• **TEXT FOR ANALYSIS**
+ + + +

The senate itself retained considerable prestige, especially in the 11th century when the "court party" came to power following the death of Basil II. With the final triumph of the military faction on the accession of Alexios I Komnenos, the senate began to fade into irrelevance and the title of senator could be bought from the emperor. In 1197 the senate was assembled—along with the clergy and guildsmen of the capital—to approve a special tax, the Alamanikon. The senators refused to be assessed for the tax, as it was contrary to custom, and the emperor was forced to tax the provinces and exempt the capital. The senate's last known act was to elect Nikolaos Kanabos as emperor in opposition to Isaac II and Alexius IV during the Fourth Crusade. Under the Palaeologus dynasty the title of senator survived for a time, but in the crises of the mid 14th century the ancient office, said to have been founded 2,000 years prior by the first Roman leader, Romulus, finally vanished for good.

+ + + +

• **GIVEN INFORMATION**
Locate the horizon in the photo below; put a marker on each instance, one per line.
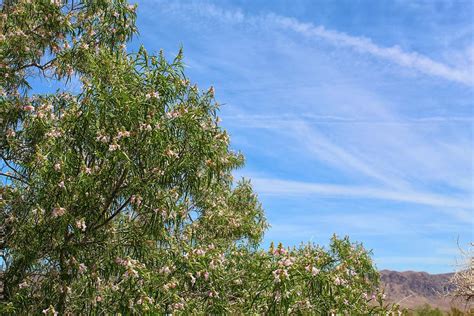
(355, 118)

+ + + +

• **TASK INSTRUCTIONS**
A. According to the senate passage, what tax was the senate assembled in 1197 to approve?
B. List every person named in the senate passage.
C. Extend the senate passage with a few sentences that pick up after its final sentence.

• **RESPONSES IN ORDER**
A. The Alamanikon.

B. Basil II, Alexios I Komnenos, Nikolaos Kanabos, Isaac II, Alexius IV, Romulus

C.
==Senate houses==
There were two senate houses in Constantinople. One, built by Constantine and restored by Justinian, was on the east side of the Augustaion, close to the Imperial Palace, at Magnaura, whilst the other was on the north side of the Forum of Constantine. The senate lost its houses in the 6th century and from then on assembled in the Great Palace of Constantinople.